(Dataset excerpt)
»»
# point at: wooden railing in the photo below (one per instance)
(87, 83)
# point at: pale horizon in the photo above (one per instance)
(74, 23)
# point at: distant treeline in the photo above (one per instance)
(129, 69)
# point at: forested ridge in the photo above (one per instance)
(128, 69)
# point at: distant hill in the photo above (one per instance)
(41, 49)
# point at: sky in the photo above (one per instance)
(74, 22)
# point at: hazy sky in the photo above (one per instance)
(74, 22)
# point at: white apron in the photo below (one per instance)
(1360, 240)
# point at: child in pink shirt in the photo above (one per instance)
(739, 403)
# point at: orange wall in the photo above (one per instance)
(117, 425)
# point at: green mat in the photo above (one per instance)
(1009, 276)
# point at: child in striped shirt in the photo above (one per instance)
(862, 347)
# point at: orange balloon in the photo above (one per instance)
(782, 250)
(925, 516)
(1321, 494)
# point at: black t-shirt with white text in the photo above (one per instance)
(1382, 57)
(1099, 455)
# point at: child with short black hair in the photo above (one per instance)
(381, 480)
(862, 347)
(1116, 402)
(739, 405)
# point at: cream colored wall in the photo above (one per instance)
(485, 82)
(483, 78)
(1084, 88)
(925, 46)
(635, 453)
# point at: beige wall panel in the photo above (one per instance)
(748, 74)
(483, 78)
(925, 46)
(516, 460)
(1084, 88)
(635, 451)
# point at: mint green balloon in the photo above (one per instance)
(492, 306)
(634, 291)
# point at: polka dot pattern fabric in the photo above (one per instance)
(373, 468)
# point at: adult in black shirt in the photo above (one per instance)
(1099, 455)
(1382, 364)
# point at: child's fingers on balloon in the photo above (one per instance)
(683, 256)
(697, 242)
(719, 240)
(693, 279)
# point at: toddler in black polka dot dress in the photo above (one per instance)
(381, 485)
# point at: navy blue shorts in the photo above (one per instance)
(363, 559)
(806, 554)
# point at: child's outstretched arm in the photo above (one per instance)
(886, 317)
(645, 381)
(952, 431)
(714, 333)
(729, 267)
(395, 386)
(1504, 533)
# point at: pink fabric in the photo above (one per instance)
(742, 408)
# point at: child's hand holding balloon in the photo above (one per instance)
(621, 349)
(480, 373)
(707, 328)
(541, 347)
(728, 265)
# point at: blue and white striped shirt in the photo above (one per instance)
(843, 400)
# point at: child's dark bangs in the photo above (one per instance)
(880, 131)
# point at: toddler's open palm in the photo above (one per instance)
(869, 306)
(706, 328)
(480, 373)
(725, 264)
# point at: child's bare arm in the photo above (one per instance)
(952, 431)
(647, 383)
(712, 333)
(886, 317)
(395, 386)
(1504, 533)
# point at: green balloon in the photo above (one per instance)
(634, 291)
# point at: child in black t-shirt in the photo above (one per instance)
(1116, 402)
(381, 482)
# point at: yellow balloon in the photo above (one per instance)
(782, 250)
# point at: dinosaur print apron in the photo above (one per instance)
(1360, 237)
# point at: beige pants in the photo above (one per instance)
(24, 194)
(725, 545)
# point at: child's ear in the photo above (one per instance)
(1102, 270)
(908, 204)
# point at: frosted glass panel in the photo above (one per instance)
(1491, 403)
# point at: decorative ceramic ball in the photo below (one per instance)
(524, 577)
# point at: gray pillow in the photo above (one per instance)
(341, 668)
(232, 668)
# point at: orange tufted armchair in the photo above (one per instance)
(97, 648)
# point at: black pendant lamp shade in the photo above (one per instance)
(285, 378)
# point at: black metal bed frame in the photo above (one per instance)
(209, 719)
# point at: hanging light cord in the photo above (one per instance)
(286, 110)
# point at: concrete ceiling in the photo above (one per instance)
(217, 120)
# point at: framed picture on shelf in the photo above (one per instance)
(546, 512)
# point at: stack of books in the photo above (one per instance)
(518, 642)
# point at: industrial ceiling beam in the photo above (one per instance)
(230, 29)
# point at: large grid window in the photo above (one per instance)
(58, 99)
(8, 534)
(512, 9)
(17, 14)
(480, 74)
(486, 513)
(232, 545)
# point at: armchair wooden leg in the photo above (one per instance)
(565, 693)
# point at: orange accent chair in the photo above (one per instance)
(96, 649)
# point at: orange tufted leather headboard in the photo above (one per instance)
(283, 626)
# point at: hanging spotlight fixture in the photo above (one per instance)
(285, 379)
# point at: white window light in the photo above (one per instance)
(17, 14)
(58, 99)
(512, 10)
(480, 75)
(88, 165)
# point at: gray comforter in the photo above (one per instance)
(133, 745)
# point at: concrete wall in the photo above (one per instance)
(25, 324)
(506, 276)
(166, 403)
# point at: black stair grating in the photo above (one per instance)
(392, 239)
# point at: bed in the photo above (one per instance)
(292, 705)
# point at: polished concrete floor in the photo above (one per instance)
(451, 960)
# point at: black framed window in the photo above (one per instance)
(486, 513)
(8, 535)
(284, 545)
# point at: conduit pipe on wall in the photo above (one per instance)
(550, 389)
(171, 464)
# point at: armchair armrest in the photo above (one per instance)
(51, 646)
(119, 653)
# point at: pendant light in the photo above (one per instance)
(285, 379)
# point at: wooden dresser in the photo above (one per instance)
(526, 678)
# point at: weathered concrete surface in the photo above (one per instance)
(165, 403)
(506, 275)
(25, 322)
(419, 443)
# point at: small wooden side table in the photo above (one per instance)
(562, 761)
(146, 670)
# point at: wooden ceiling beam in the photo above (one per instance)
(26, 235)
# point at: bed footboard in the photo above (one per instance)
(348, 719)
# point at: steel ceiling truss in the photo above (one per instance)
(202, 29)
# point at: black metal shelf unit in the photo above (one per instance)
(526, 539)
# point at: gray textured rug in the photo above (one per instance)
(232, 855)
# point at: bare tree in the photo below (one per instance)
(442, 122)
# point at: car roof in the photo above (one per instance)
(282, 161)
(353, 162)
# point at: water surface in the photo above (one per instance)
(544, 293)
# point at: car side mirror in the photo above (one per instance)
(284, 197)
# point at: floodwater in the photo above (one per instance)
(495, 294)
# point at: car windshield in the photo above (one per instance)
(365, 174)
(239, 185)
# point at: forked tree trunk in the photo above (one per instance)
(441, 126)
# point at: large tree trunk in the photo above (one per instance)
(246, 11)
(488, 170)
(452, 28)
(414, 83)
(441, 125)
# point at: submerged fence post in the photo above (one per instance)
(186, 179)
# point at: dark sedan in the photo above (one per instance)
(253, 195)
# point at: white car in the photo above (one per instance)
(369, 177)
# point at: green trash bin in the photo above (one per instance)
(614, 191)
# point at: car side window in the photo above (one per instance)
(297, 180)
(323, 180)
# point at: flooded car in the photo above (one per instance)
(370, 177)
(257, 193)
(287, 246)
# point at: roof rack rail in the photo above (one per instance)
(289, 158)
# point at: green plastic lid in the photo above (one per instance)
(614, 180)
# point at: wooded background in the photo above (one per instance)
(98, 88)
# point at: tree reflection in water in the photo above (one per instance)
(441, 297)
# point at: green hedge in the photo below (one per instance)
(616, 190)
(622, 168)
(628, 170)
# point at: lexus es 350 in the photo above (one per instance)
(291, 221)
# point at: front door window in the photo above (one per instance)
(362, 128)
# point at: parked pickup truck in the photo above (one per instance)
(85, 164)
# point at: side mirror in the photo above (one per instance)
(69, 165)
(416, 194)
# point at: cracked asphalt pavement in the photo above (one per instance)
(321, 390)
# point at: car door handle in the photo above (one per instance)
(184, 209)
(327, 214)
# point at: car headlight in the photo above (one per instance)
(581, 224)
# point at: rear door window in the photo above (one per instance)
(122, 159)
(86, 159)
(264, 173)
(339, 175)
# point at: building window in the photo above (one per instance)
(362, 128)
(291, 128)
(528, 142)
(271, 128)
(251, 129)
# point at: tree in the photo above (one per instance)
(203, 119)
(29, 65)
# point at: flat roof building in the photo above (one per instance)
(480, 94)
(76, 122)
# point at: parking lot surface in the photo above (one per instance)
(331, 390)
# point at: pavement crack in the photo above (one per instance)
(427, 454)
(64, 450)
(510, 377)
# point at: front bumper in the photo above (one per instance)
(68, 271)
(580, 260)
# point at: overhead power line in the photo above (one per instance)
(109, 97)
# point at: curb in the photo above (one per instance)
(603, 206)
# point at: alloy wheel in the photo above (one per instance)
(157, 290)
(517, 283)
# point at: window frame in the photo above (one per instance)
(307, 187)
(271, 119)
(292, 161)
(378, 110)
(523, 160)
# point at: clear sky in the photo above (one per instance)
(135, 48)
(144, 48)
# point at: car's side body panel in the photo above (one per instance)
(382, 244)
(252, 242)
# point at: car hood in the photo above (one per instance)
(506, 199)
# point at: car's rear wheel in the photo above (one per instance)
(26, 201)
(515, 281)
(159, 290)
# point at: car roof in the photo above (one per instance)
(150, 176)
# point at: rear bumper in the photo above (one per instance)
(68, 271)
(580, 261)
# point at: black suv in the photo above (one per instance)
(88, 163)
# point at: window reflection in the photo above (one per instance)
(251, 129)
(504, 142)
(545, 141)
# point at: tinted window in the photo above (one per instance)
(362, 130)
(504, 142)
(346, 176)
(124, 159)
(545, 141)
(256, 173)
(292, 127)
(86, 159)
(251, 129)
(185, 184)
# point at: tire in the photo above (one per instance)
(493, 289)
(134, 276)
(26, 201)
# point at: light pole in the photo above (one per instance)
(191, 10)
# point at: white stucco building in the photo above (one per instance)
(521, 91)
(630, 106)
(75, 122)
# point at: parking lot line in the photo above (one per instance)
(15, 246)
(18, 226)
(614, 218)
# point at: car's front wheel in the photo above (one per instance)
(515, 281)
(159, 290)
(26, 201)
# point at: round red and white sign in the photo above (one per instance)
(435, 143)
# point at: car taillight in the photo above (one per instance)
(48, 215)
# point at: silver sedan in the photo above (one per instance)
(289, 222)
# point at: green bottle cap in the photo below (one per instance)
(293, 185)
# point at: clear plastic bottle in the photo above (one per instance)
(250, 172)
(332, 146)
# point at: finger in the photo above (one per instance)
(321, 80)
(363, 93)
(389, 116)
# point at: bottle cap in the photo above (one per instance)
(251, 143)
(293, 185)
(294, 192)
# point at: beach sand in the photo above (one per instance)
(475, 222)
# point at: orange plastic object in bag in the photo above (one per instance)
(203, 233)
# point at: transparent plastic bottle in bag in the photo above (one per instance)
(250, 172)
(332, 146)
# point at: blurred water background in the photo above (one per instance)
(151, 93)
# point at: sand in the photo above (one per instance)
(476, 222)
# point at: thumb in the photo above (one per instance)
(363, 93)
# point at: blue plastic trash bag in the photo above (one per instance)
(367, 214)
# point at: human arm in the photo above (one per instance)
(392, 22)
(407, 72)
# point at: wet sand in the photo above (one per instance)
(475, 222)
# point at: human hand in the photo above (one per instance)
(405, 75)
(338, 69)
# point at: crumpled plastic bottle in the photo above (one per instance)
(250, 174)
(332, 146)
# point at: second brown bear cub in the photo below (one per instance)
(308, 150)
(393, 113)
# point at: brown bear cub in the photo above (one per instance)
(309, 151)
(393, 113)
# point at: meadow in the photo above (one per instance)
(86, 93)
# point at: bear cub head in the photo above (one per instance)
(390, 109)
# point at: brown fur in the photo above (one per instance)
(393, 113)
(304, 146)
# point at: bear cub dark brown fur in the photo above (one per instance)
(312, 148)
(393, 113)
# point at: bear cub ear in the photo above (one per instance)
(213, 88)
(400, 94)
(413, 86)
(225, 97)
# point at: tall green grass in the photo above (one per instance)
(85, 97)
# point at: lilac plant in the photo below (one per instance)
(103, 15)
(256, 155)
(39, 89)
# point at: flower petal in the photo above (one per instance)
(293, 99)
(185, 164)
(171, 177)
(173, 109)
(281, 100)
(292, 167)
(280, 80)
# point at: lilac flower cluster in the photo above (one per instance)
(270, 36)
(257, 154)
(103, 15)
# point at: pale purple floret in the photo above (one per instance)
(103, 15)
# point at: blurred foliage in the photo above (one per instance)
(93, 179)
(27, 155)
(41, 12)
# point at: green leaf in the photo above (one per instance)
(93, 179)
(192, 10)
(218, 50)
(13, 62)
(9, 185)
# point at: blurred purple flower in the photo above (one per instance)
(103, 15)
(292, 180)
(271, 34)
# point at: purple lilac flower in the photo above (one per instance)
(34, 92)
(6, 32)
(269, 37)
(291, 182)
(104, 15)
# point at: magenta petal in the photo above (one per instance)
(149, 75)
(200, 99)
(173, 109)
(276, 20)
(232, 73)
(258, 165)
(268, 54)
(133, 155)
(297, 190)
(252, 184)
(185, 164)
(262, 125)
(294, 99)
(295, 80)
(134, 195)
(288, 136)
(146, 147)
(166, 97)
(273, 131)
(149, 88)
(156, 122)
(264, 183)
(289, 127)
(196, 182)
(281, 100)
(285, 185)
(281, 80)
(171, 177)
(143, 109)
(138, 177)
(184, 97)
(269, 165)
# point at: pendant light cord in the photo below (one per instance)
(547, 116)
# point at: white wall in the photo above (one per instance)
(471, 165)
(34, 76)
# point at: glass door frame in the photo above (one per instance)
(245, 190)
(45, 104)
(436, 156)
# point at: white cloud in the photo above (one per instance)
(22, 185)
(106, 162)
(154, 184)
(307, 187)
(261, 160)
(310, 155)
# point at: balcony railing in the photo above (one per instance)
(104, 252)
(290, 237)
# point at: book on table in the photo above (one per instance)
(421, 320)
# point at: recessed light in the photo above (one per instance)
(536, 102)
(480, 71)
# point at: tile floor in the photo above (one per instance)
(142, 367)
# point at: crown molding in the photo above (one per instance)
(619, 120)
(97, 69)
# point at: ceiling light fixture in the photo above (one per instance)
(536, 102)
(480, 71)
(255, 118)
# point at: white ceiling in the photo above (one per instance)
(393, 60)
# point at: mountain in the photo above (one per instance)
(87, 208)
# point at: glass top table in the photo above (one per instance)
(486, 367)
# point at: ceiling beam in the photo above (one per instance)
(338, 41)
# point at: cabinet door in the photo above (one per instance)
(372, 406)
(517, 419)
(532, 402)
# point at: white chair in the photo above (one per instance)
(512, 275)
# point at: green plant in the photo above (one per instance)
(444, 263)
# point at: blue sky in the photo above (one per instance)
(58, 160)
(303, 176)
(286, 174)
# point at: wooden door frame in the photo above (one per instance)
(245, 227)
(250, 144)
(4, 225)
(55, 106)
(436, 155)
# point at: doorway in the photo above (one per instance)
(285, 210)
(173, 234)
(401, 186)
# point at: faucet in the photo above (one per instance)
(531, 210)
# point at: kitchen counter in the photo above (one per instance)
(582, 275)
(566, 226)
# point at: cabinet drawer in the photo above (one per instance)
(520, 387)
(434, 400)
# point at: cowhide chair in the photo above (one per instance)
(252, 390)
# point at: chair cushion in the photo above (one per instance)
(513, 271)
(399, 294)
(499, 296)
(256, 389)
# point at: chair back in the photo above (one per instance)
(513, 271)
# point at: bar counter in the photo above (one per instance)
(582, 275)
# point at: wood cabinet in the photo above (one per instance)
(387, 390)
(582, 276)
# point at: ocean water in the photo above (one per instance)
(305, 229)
««
* **WHAT TO DO**
Rewrite the records from the line that contains "# point at: crown" through the end, replacing "cowhide chair" with "leather chair" and keeping everything else the same. Return only those lines.

* **WRITTEN SOLUTION**
# point at: crown molding in the photo above (one per instance)
(619, 120)
(97, 69)
# point at: ceiling light fixture in the photo above (one per instance)
(536, 102)
(480, 71)
(255, 118)
# point at: white ceiling in the photo above (one per instance)
(393, 60)
# point at: mountain in the photo above (one per instance)
(87, 208)
# point at: glass top table in the photo above (one per instance)
(486, 367)
# point at: ceiling beam in the photo above (one per instance)
(338, 41)
# point at: cabinet door in the photo above (one per instance)
(372, 406)
(517, 419)
(532, 402)
# point at: white chair in the photo above (one per instance)
(512, 275)
# point at: green plant in the photo above (one per instance)
(444, 263)
# point at: blue sky in the photo above (one per instance)
(58, 160)
(303, 176)
(286, 174)
# point at: wooden door frame in the photo above (one per instance)
(245, 227)
(250, 144)
(4, 225)
(55, 106)
(436, 155)
# point at: doorway in the photo above (one per instance)
(285, 210)
(173, 234)
(401, 186)
# point at: faucet in the photo above (one per instance)
(531, 210)
# point at: kitchen counter in the photo above (one per instance)
(582, 275)
(566, 226)
# point at: cabinet drawer in the photo above (one per instance)
(520, 387)
(434, 400)
# point at: leather chair in the photo above (one per instance)
(252, 390)
# point at: chair cushion in the photo above (one per instance)
(513, 271)
(399, 294)
(499, 296)
(256, 389)
# point at: chair back in the photo above (one per instance)
(513, 271)
# point at: bar counter in the photo above (one per instance)
(582, 275)
# point at: wood cabinet in the photo above (one per instance)
(387, 390)
(582, 276)
# point at: ocean water in the photo above (one per instance)
(305, 229)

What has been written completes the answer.